● Work instruction
Extract the complete listing and output it unchanged.

● Given data
┄┄┄┄┄┄┄┄┄┄┄┄┄┄┄┄┄┄┄┄

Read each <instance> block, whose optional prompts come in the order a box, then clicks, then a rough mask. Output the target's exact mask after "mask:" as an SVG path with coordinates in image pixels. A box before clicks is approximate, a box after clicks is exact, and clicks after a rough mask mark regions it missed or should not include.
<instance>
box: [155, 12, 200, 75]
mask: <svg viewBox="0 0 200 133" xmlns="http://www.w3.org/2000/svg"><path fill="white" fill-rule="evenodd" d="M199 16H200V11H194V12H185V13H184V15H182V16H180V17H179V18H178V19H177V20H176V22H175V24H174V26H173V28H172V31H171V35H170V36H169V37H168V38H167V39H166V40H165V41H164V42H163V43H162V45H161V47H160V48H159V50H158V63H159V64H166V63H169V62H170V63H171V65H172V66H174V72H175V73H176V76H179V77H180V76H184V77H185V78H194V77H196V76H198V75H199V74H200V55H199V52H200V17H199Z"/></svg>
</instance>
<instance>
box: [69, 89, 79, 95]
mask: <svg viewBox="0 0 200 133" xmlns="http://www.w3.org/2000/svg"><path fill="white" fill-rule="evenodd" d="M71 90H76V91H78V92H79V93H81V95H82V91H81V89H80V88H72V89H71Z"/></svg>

┄┄┄┄┄┄┄┄┄┄┄┄┄┄┄┄┄┄┄┄

● Output of the task
Read each <instance> block, whose optional prompts come in the order a box, then clicks, then a rough mask. Output the target's exact mask after "mask:" as an SVG path with coordinates in image pixels. A box before clicks is approximate, a box after clicks is exact, and clicks after a rough mask mark regions it missed or should not include.
<instance>
box: [155, 12, 200, 75]
mask: <svg viewBox="0 0 200 133" xmlns="http://www.w3.org/2000/svg"><path fill="white" fill-rule="evenodd" d="M199 16H200V11H194V12H185V13H184V15H182V16H180V17H179V18H178V19H177V20H176V22H175V24H174V26H173V28H172V31H171V35H170V36H169V37H168V38H167V39H166V40H165V41H164V42H163V43H162V45H161V47H160V48H159V50H158V63H159V64H166V63H169V62H170V63H171V65H172V66H174V72H175V73H176V76H179V77H180V76H184V77H185V78H194V77H196V76H198V75H199V74H200V55H199V52H200V17H199Z"/></svg>
</instance>
<instance>
box: [69, 89, 79, 95]
mask: <svg viewBox="0 0 200 133" xmlns="http://www.w3.org/2000/svg"><path fill="white" fill-rule="evenodd" d="M71 90H76V91H78V92H79V93H81V95H82V91H81V89H80V88H72V89H71Z"/></svg>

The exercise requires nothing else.